═══ Selected excerpt
Experimental utility in development to build stateful RNN models for multi GPU training.
See example.py
for a toy example of how the utility function can be used.
To make stateful models in Keras you need to provide the batch size you are using.
stateful_multi_gpu()
ensures that the right batch size is used throughout the model.
To use this utility function you need to create a inputs_generator
method that can make
inputs for your model, for any batch size, and a model_generator
method that can make
your model for any batch size.
For instance, as follows:
def inputs_generator(batch_size):
rnn_input = Input(
name="rnn-input-%d" % batch_size,
batch_shape=(batch_size, seq_len, num_symbols))
return rnn_input
def model_generator(batch_size):
inputs = inputs_generator(batch_size)
layer_output = RNNLayer(
state_size,
stateful=stateful_model,
return_sequences=True)(inputs)
outputs = TimeDistributed(Dense(num_classes))(layer_output)
return Model(inputs=inputs, outputs=outputs)
stateful_multi_gpu
uses these generator methods to
create model inputs that expect batch size batch_size
and model replica's (one per GPU) that expect
batch size batch_size
// num_gpus
. E.g.:
parallel_model = stateful_multi_gpu(inputs_generator, model_generator, training_batch_size, num_gpus)
It is important that batch_size
is wholly dividable by num_gpus
.
══════
═══ Dataset excerpt
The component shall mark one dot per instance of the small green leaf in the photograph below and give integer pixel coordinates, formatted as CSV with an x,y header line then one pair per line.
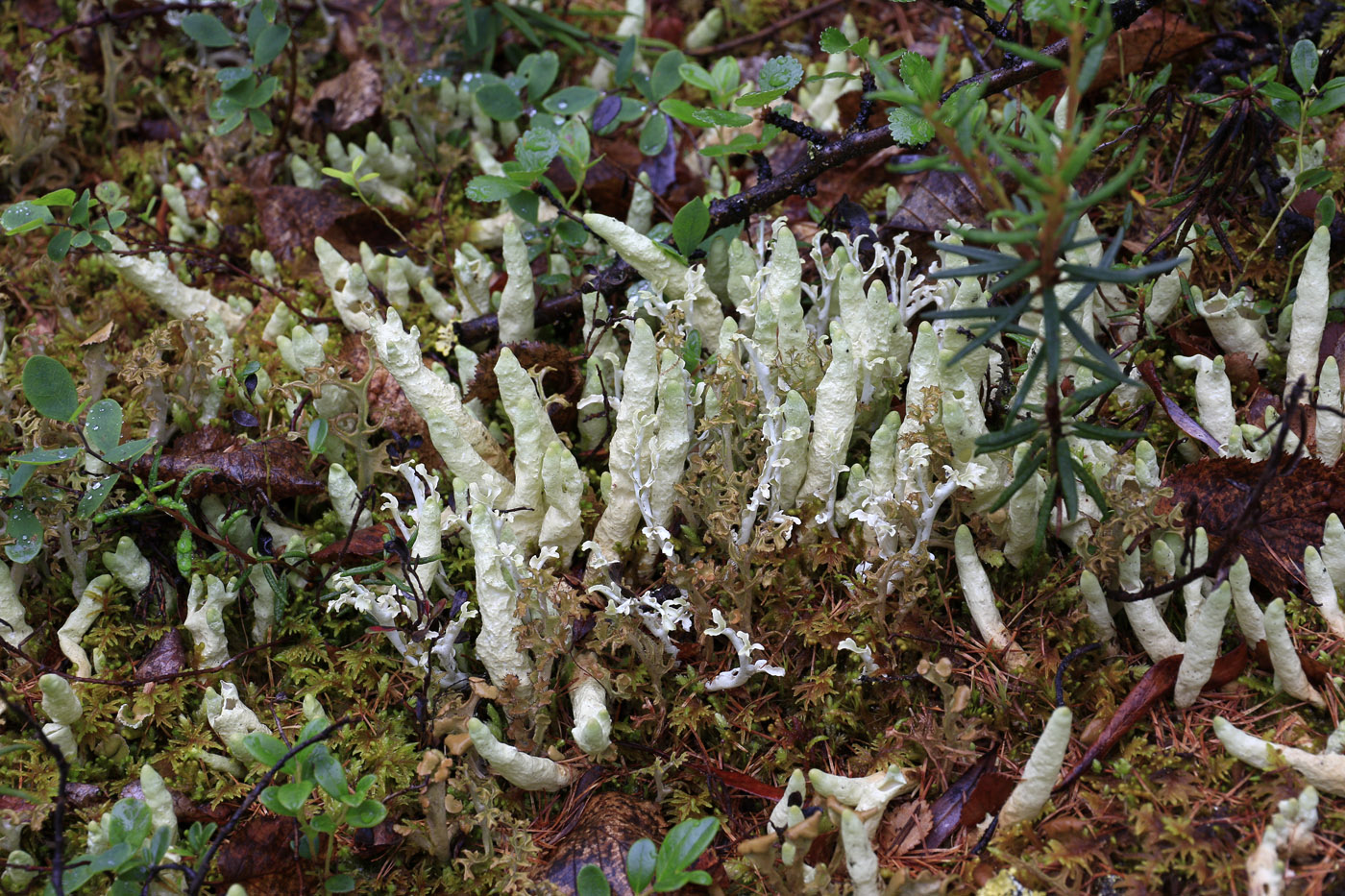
══════
Goal of the exercise:
According to the description of the stateful multi-GPU utility, what batch size does each model replica expect?

Answer for this exercise:
Each replica, one per GPU, expects batch size batch_size // num_gpus.